--- CONSIGNE A ---
Dans les entrées, en commençant par la ligne qui contient « Target: bull's tail » et en terminant à la fin des entrées, renomme « dirt ground » en « bare earth ». Recopie ces lignes sans aucun autre changement.

--- EXTRAIT ---

3. Le sujet est de plus en plus impliqué dans son propre devenir. Lorsqu'un adulte sous-estime le développement d'un enfant et cherche à faire à sa place ce que l'enfant peut faire de lui-même, celui-ci sera heurté par l'ingérence et s'exclamera : Laissez-moi faire ! Le développement consiste à accroître le nombre de choses qu'on fait par soi-même, qu'on décide par soi-même, qu'on trouve par soi-même. Parents, enseignants, professeurs, supérieurs laissent les gens agir de plus en plus par eux- mêmes, décider de plus en plus par eux-mêmes, trouver de plus en plus par eux-mêmes.

4. Il y a un point critique dans l'autonomie grandissante du sujet. Il est atteint lorsque le sujet découvre par lui-même qu'il en tient à lui de décider ce qu'il fera de lui-même. À première vue, agir par soi-même, décider par soi-même, découvrir par soi-même concernent des objets, mais à la réflexion il apparaît que les actes, les décisions, les découvertes affectent plus profondément le sujet qu'ils n'affectent les objets sur lesquels ils portent. En s'accumulant, ils engendrent chez le sujet des dispositions et des habitudes, ils le déterminent, ils le font ce qu'il est et sera.

Dans la première période le moi se fait, mais dans la seconde période cette constitution de soi est lucide, délibérée. L'autonomie décide de ce que l'autonomie sera.

--- CONSIGNE B ---
Prolonge le texte sur l'autonomie grandissante du sujet à partir de l'endroit où il s'arrête.

--- DONNÉES À TRAITER ---
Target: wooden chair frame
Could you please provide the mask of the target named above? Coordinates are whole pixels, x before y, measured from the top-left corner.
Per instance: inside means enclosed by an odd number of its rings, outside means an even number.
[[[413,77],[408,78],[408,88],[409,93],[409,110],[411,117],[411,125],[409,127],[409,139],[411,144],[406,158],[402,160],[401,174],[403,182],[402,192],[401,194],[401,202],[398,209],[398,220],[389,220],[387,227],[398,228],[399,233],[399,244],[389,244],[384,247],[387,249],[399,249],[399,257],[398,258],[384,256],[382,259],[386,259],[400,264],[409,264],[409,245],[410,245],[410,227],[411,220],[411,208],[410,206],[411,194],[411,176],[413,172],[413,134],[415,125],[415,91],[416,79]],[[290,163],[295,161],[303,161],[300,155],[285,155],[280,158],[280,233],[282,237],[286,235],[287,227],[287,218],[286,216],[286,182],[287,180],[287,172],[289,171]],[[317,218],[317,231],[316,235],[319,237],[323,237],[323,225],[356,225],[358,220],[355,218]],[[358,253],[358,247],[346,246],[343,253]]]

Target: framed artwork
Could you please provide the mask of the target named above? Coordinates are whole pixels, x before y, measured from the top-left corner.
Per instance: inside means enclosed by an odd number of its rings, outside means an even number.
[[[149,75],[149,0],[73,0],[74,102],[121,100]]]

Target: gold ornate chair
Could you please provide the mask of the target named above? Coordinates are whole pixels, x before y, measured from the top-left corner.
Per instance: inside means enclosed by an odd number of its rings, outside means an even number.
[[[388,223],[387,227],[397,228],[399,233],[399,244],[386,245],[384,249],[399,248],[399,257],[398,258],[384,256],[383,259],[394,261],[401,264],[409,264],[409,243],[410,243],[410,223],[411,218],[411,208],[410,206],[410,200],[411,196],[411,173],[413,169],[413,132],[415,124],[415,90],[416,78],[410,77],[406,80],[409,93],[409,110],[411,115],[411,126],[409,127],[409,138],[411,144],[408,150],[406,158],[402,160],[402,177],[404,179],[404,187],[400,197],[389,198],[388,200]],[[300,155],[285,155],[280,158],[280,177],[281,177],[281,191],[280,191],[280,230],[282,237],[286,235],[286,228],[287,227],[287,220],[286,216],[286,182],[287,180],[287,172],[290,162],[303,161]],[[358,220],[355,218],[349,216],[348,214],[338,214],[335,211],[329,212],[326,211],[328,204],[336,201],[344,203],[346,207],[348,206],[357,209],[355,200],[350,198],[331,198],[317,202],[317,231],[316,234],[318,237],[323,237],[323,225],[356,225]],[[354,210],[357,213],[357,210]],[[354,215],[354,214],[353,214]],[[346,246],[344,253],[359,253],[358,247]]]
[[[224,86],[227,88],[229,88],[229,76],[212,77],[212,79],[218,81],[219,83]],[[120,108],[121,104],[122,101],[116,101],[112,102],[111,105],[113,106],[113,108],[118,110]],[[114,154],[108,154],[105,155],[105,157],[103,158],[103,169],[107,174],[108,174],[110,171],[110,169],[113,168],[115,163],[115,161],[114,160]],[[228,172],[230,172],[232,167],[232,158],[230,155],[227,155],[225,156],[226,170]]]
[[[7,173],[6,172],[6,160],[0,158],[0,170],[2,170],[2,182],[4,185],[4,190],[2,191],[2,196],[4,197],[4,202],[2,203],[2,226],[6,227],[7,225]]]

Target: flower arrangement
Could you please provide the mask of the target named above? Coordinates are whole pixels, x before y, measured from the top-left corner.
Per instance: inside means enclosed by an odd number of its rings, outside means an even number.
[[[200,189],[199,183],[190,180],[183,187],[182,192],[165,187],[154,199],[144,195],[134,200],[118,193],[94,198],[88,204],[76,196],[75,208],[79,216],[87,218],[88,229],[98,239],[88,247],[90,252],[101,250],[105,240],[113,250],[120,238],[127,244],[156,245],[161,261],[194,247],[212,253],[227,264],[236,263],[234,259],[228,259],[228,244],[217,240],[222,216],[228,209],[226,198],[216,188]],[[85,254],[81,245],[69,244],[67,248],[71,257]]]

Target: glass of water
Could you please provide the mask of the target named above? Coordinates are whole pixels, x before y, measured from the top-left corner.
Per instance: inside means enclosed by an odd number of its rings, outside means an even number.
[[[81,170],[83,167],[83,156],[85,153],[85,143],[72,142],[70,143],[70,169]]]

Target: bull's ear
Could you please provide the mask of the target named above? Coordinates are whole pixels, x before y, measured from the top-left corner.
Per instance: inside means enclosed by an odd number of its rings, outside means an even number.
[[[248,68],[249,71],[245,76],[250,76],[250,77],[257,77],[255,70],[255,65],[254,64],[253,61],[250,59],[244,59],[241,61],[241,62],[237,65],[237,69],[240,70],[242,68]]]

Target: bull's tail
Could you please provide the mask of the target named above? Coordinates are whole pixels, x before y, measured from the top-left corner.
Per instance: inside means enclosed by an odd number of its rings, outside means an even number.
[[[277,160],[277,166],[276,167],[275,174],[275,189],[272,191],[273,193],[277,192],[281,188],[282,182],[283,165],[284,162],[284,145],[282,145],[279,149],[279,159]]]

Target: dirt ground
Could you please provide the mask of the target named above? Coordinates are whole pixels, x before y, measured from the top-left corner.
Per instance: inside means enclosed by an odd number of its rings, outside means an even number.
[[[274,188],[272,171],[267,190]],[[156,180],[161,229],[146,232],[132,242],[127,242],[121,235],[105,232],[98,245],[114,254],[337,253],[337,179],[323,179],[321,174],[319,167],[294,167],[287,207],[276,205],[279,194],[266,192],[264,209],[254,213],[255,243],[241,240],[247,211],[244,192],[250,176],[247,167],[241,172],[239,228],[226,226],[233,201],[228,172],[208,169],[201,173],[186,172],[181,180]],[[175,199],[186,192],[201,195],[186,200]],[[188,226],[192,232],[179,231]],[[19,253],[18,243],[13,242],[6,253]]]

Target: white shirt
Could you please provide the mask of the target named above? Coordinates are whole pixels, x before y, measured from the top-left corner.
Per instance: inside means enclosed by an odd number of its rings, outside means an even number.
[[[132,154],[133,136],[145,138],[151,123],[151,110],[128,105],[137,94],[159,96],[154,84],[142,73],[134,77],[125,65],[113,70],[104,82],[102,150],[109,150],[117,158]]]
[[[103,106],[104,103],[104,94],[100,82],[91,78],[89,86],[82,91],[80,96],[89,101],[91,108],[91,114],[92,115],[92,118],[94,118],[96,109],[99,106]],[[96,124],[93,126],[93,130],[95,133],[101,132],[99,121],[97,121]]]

--- RÉSULTAT A ---
Target: bull's tail
Could you please provide the mask of the target named above? Coordinates are whole pixels, x before y, measured from the top-left corner.
Per instance: inside means enclosed by an odd number of its rings, outside means an even number.
[[[277,160],[277,166],[276,167],[275,174],[275,189],[272,191],[273,193],[277,192],[281,188],[282,182],[283,165],[284,162],[284,145],[282,145],[279,149],[279,159]]]

Target: bare earth
Could you please provide the mask of the target named above? Coordinates are whole pixels, x before y, measured from the top-left corner.
Per instance: inside means enclosed by an odd number of its rings, outside means an even number.
[[[274,188],[272,171],[267,190]],[[156,180],[161,229],[146,232],[132,242],[127,242],[121,235],[105,232],[98,245],[114,254],[337,253],[337,179],[323,179],[321,174],[319,167],[294,167],[287,207],[276,205],[279,194],[266,192],[264,209],[254,213],[255,243],[241,240],[247,211],[244,192],[250,176],[247,167],[241,172],[239,228],[226,226],[233,201],[228,172],[208,169],[201,173],[186,172],[181,180]],[[175,199],[186,192],[201,195],[186,200]],[[188,226],[192,232],[179,231]],[[19,253],[18,243],[13,242],[6,253]]]

Target: white shirt
Could you please provide the mask of the target named above? Coordinates are whole pixels, x before y, measured from the top-left corner.
Per instance: inside means enclosed by an odd number of its rings, outside means an even number.
[[[132,154],[133,136],[145,138],[151,123],[151,110],[128,105],[137,94],[159,96],[154,84],[142,73],[134,77],[125,65],[113,70],[104,82],[102,150],[109,150],[117,158]]]
[[[103,106],[104,103],[104,94],[100,82],[91,78],[89,86],[82,91],[80,96],[89,101],[91,108],[91,114],[92,115],[92,118],[94,118],[96,109],[99,106]],[[96,124],[93,126],[93,130],[95,133],[101,132],[99,121],[97,121]]]

--- RÉSULTAT B ---
Le contraire de cette conduite de soi lucide, délibérée, est la dérive. Celui qui suit le courant ne s'est pas encore trouvé. Il n'a pas encore découvert sa propre façon d'agir et se satisfait donc de faire comme tout le monde; il n'a pas découvert son propre vouloir et se satisfait donc de choisir comme tout le monde ; il ne s'est pas encore découvert capable d'une pensée personnelle et se satisfait donc de penser et de dire comme tout le monde. Et les autres aussi sont portés à suivre le courant, chacun faisant, choisissant, pensant et disant ce que les autres se trouvent à faire, à choisir, à penser, à dire.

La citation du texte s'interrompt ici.